Work required » Please copy out everything from the start of the listing down to the line containing "[[889, 67, 1024, 102], [722, 82, 1024, 237]]", both included, keeping the requests unchanged but raising every bounding-box coordinate in the answers by 76.

Extracted information »

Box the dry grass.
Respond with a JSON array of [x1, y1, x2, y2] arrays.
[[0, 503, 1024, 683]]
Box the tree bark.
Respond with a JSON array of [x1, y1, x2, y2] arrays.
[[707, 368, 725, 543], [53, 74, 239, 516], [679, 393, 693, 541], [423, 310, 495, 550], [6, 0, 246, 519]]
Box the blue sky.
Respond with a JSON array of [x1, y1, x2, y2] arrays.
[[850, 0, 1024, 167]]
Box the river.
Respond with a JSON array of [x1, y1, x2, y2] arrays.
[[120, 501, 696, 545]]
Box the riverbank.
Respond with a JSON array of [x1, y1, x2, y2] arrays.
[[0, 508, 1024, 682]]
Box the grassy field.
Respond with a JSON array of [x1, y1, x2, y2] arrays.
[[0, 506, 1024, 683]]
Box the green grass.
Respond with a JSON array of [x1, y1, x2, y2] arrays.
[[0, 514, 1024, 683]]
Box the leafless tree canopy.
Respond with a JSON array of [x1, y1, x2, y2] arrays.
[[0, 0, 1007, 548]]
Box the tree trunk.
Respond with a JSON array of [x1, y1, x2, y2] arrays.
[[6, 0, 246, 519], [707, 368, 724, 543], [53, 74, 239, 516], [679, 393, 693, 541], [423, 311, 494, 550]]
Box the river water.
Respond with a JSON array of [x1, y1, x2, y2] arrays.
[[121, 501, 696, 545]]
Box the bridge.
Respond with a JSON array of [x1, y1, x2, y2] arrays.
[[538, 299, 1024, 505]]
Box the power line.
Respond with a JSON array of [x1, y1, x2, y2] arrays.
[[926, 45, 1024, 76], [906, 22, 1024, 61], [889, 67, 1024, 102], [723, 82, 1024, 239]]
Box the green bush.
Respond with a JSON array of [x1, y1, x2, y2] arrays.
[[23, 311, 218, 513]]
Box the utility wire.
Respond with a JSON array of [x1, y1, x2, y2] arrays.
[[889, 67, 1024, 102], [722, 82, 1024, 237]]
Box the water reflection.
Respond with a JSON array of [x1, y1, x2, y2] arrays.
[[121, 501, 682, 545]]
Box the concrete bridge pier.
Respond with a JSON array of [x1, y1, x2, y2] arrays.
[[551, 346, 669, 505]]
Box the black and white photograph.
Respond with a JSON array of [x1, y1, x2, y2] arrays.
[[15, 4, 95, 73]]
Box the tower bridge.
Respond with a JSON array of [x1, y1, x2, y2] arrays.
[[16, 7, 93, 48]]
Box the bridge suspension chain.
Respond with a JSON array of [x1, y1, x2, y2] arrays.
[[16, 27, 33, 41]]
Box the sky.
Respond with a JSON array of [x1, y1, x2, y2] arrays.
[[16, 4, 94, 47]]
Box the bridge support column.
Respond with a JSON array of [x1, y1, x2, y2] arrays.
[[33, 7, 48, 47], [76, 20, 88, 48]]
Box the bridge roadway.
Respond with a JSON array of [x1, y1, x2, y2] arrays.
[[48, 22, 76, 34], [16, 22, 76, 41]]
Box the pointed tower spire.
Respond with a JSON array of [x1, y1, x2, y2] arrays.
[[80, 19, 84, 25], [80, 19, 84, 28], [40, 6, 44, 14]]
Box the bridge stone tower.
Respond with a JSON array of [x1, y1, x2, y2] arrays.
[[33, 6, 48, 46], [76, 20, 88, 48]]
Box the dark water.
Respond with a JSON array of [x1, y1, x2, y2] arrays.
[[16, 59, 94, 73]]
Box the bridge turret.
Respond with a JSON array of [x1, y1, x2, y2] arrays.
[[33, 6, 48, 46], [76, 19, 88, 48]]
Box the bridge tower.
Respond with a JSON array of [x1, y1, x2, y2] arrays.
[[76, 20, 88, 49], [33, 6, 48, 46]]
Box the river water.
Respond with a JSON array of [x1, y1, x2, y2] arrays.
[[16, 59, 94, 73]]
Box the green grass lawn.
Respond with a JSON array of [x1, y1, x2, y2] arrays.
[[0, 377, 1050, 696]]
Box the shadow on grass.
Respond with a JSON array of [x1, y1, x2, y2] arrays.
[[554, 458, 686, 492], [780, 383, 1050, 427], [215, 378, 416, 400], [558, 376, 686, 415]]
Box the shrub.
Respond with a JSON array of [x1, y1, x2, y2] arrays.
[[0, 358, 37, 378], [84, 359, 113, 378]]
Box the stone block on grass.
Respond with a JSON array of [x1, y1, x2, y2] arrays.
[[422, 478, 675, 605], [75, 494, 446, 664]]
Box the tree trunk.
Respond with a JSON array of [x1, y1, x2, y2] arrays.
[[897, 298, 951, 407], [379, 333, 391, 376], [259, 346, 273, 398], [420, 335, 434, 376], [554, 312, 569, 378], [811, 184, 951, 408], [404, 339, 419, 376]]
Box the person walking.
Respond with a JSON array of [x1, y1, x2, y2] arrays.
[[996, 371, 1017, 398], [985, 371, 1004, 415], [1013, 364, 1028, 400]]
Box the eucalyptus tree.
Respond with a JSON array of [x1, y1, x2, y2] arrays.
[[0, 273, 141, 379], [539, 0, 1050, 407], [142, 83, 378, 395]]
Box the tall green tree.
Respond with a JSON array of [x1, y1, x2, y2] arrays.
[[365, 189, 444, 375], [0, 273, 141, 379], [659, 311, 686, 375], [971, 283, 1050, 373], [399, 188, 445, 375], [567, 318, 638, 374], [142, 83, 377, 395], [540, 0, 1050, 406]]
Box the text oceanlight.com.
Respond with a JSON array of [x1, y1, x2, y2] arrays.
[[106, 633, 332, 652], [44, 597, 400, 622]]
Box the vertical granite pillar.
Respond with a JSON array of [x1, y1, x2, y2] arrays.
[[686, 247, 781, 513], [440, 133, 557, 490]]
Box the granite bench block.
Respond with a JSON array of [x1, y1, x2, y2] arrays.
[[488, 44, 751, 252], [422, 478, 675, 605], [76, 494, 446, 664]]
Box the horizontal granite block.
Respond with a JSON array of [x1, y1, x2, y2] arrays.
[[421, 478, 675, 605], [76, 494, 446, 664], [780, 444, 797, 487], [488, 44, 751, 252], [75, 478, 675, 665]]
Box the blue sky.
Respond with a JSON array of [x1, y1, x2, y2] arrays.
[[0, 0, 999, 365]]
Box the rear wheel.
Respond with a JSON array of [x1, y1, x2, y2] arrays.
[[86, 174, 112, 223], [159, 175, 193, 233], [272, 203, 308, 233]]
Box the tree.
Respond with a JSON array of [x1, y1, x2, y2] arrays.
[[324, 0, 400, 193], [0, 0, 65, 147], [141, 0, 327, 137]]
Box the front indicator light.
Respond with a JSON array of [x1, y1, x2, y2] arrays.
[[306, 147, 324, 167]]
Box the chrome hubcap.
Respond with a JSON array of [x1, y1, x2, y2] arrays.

Reply to the exercise »
Box the dry grass.
Respond with a JSON array of [x1, y1, x2, y2] arrays.
[[76, 579, 1100, 759]]
Box the tree bark.
Respond with a JSON array of [x1, y1, x2, y2] arrays.
[[783, 444, 801, 619], [129, 150, 315, 592], [755, 469, 769, 617], [499, 386, 571, 626], [82, 76, 322, 595]]
Box the blue sky.
Respond with a JSON array of [x1, y1, x2, y2] arrays.
[[926, 76, 1100, 243]]
Box the river.
Respond with a JSON array of [x1, y1, x2, y2] arrays.
[[196, 577, 772, 621]]
Box the riverbank.
Respond with a JSON array of [x1, y1, x2, y2] arrays.
[[76, 584, 1100, 758]]
Box the grassy field.
Respond with a JSON array of [x1, y1, x2, y2] arrays.
[[76, 582, 1100, 759]]
Box the green grass.
Respond with a JSON array of [x1, y1, x2, y2] arrays.
[[76, 590, 1100, 759]]
Box the leafless tree canopy.
Respond with a JSON array of [x1, y1, x2, y2] arrays.
[[76, 76, 1083, 624]]
Box the tree trunk.
Respond with a JSON array of [x1, y1, x2, y2] arrays.
[[82, 76, 322, 595], [783, 444, 800, 619], [129, 150, 315, 592], [755, 469, 769, 617], [499, 387, 570, 626]]
Box the river water.
Respond with a JSON array of [x1, y1, x2, y2] arrays.
[[197, 577, 772, 621]]
Box the bridge.
Respond with a JSON array of [x1, y1, x2, y2] arrays.
[[614, 375, 1100, 581]]
Box the power line.
Respond with a JSON array of [x1, y1, x2, y2] arrays.
[[1002, 121, 1100, 152], [982, 98, 1100, 137], [965, 143, 1100, 178], [799, 158, 1100, 315]]
Box the green bush.
Respond with a JSON array of [x1, y1, x2, y2] arrays.
[[99, 387, 294, 589]]
Box the utility wire.
Respond with a JSON array of [x1, y1, x2, y2] arrays.
[[965, 143, 1100, 178], [798, 158, 1100, 313]]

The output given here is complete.